- TRECHO SELECIONADO:

----

Cidadania
Textos
e Reflexões
História
da Cidadania
Jaime Pinsky
Afinal, o que é
ser cidadão?
Ser cidadão é ter
direito à vida, à
liberdade, à propriedade,
à igualdade perante a lei:
é, em resumo, ter direitos
civis. É também
participar no destino da sociedade,
votar, ser votado, ter direitos
políticos. Os direitos
civis e políticos não
asseguram a democracia sem os
direitos sociais, aqueles que
garantem a participação
do indivíduo na riqueza
coletiva: o direito à educação,
ao trabalho, ao salário
justo, à saúde,
a uma velhice tranqüila.
Exercer a cidadania plena é
ter direitos civis, políticos
e sociais, fruto de um longo processo
histórico que levou a sociedade
ocidental a conquistar parte desses
direitos.
Cidadania
não é uma definição
estanque, mas um conceito histórico,
o que significa que seu sentido
varia no tempo e no espaço.

----

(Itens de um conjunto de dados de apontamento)

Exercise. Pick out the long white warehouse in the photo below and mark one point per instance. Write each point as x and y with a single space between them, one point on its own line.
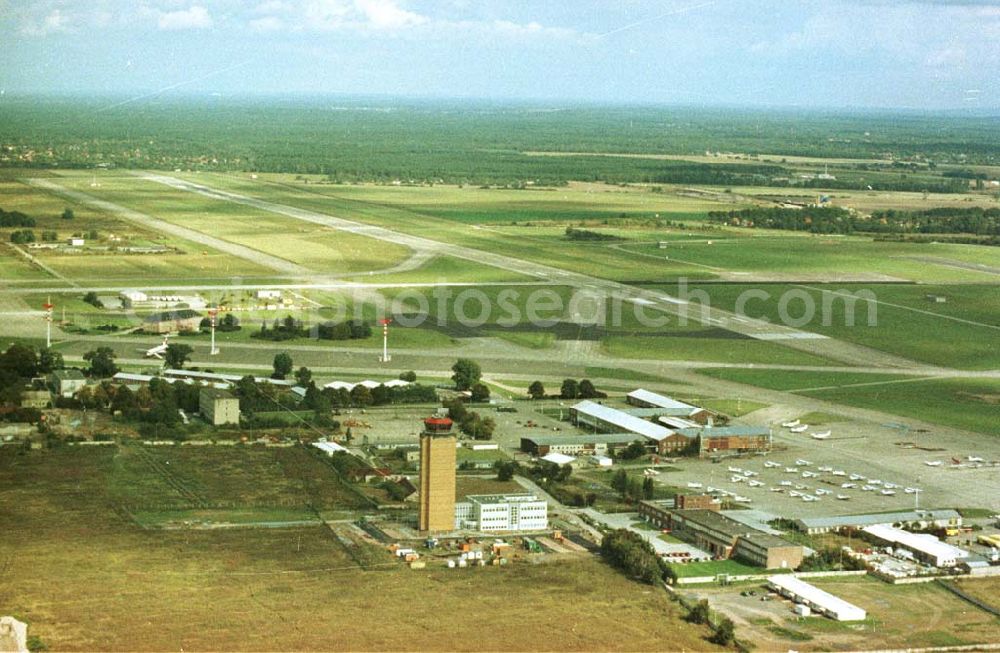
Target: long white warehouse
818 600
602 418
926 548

----

- TAREFA PROPOSTA 1: Segundo o trecho sobre cidadania, por que os direitos civis e políticos não bastam para assegurar a democracia? Responda em uma a três frases.
- TAREFA PROPOSTA 2: Altere toda a listagem, substituindo "long white warehouse" por "white storage building" e mantendo o restante sem mudanças. Deixe as imagens de fora da resposta.

- RESULTADO FINAL 1: Porque, sem os direitos sociais, falta a garantia da participação do indivíduo na riqueza coletiva. Entre esses direitos estão o direito à educação, ao trabalho, ao salário justo e à saúde.

- RESULTADO FINAL 2:
Exercise. Pick out the white storage building in the photo below and mark one point per instance. Write each point as x and y with a single space between them, one point on its own line.
Target: white storage building
818 600
602 418
926 548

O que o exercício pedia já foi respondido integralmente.